**Aim of the task**
Please reproduce every record, keeping each one exactly as written.

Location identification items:

§

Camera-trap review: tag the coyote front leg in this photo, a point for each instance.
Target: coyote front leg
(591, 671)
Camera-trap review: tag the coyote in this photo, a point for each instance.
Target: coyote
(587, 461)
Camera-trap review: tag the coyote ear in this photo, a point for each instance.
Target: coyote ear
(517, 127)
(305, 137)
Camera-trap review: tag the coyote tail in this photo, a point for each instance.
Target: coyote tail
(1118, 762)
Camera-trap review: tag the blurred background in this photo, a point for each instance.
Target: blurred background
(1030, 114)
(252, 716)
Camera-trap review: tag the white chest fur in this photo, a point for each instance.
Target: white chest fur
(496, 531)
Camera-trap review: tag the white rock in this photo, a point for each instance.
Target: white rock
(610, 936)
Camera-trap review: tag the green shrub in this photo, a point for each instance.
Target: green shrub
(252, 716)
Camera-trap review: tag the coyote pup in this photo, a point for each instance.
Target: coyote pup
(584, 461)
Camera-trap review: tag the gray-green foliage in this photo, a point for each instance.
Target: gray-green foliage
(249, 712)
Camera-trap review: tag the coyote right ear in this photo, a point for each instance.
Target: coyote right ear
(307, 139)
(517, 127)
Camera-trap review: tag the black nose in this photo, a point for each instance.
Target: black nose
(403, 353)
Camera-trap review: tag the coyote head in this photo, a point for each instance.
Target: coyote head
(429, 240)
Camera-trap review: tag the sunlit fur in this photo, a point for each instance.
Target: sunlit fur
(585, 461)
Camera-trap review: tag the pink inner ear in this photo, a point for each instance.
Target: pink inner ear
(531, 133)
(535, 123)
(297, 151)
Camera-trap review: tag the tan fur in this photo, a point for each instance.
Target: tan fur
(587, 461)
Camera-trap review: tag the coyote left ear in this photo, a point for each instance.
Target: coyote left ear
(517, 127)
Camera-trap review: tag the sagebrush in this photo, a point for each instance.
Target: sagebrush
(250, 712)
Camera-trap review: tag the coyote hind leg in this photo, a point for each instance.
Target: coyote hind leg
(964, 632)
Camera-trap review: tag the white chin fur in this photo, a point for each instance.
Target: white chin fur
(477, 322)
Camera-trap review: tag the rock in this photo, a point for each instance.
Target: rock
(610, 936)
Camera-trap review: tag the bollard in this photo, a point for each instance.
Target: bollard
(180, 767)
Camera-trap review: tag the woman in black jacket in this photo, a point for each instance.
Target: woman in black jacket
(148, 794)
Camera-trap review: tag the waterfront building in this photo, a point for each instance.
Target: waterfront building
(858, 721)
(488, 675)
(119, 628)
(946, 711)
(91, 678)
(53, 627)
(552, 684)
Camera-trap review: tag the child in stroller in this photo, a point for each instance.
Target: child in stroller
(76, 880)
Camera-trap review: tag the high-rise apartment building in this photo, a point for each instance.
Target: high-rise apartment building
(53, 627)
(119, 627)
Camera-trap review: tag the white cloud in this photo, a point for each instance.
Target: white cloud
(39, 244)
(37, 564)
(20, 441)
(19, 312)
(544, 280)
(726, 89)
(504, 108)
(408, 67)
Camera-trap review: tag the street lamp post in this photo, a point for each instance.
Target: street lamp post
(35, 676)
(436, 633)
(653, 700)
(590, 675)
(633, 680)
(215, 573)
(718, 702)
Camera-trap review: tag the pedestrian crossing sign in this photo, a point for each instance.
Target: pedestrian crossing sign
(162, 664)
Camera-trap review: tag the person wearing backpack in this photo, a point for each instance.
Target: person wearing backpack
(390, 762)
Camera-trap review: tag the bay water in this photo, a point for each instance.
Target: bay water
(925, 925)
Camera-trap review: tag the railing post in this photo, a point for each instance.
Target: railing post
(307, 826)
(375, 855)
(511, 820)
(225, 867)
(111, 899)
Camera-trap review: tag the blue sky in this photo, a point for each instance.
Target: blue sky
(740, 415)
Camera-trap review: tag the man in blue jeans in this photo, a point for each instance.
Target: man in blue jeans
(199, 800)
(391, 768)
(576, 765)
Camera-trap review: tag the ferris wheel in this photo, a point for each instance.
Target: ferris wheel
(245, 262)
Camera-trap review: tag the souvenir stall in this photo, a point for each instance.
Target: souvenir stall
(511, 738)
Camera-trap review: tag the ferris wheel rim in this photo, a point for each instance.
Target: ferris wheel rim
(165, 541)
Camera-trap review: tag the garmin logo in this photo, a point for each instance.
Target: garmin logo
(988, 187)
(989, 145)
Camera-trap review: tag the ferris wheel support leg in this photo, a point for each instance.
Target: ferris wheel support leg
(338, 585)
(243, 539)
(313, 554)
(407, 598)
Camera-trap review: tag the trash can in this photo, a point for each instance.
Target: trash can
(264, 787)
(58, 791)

§

**Response to the exercise**
Camera-trap review: tag the coyote front leg in this photo, a point for each instance.
Target: coyote front leg
(591, 671)
Camera-trap review: tag the coyote in this photo, a point for each instance.
Target: coyote
(587, 461)
Camera-trap review: tag the coyote ear in this photo, a point for each instance.
Target: coyote ear
(517, 127)
(305, 137)
Camera-trap review: tag the coyote tail in this photo, a point for each instance.
Target: coyote tail
(1118, 762)
Camera-trap review: tag the blurred background in this photo, a point for each instance.
Target: blurred background
(1030, 114)
(252, 716)
Camera-trap review: tag the white chest fur in this photo, a point for each instance.
Target: white chest fur
(496, 531)
Camera-trap review: tag the white rock in this photo, a point for each instance.
Target: white rock
(610, 936)
Camera-trap review: tag the green shrub in this photo, a point for each instance.
Target: green shrub
(252, 716)
Camera-trap review: tag the coyote pup in this photo, a point for each instance.
Target: coyote pup
(584, 461)
Camera-trap review: tag the gray-green foliage in this photo, a point for each instance.
Target: gray-green foliage
(249, 712)
Camera-trap review: tag the coyote right ear in this photo, a point for each instance.
Target: coyote right ear
(307, 139)
(517, 127)
Camera-trap review: tag the black nose in this photo, a point for each instance.
Target: black nose
(403, 353)
Camera-trap review: tag the coyote head in this photo, a point for each instance.
Target: coyote head
(429, 240)
Camera-trap review: tag the sunlit fur in this photo, a point for each instance.
Target: sunlit fur
(585, 461)
Camera-trap review: tag the pink inner ear in this photo, a point for each instance.
Target: pink inner ear
(531, 133)
(535, 123)
(297, 151)
Camera-trap review: tag the tan fur in this photo, a point for each instance.
Target: tan fur
(587, 461)
Camera-trap review: tag the coyote left ear in this photo, a point for each instance.
Target: coyote left ear
(517, 127)
Camera-trap review: tag the sagebrush in this photo, a point for each instance.
Target: sagebrush
(250, 712)
Camera-trap review: tag the coyote hind leg in this photo, a point for each instance.
Target: coyote hind leg
(964, 632)
Camera-trap review: tag the white chin fur in this photo, a point for each instance.
Target: white chin fur
(477, 322)
Camera-trap review: tag the rock in this photo, a point for each instance.
Target: rock
(610, 936)
Camera-trap review: tag the bollard in this photo, a point for each instance.
Target: bollard
(180, 767)
Camera-trap review: tag the woman in black jacket in this photo, a point for each instance.
Target: woman in black jacket
(148, 794)
Camera-trap review: tag the waterfront building in this photo, a point for each instance.
Target: waterfront building
(858, 721)
(488, 675)
(119, 628)
(946, 711)
(91, 678)
(53, 627)
(552, 684)
Camera-trap review: tag the child in stroller in this photo, a point for each instance.
Target: child in stroller
(76, 880)
Camera-trap review: tag the high-rise apartment building in this photo, a point for each instance.
Target: high-rise apartment building
(53, 627)
(119, 627)
Camera-trap review: tag the white cloud in this photo, a point for each instance.
Target: white cloud
(39, 244)
(37, 564)
(20, 441)
(19, 312)
(544, 280)
(726, 89)
(504, 108)
(408, 67)
Camera-trap review: tag the street lamp post in this photo, a point for each instance.
Target: street lamp post
(35, 676)
(436, 633)
(653, 700)
(590, 675)
(633, 680)
(215, 573)
(718, 702)
Camera-trap review: tag the pedestrian crossing sign in this photo, a point for each instance.
Target: pedestrian crossing sign
(162, 664)
Camera-trap review: tag the person wearing backpack in this photo, a point for each instance.
Target: person wearing backpack
(390, 762)
Camera-trap review: tag the bay water in this photo, a point for each instance.
Target: bay water
(925, 925)
Camera-trap review: tag the railing post in this photo, a point for each instance.
Target: railing post
(307, 826)
(375, 855)
(511, 820)
(225, 867)
(111, 899)
Camera-trap review: tag the blue sky in this photo, a point for each instance.
Target: blue sky
(740, 415)
Camera-trap review: tag the man in blue jeans in this photo, a point for each instance.
Target: man in blue jeans
(199, 800)
(391, 768)
(576, 765)
Camera-trap review: tag the ferris wheel in this photo, a point for each instance.
Target: ferris wheel
(245, 262)
Camera-trap review: tag the souvenir stall in this photo, a point for each instance.
Target: souvenir stall
(511, 738)
Camera-trap review: tag the ferris wheel rim in this photo, a point for each instance.
Target: ferris wheel rim
(165, 541)
Camera-trap review: tag the garmin logo in this photo, a point for each instance.
Target: garmin logo
(988, 187)
(989, 145)
Camera-trap review: tag the ferris wheel support leg in this photo, a point for each instance.
Target: ferris wheel support leg
(338, 585)
(243, 539)
(313, 554)
(407, 598)
Camera-trap review: tag the trash can in this photo, a point for each instance.
Target: trash can
(264, 787)
(58, 791)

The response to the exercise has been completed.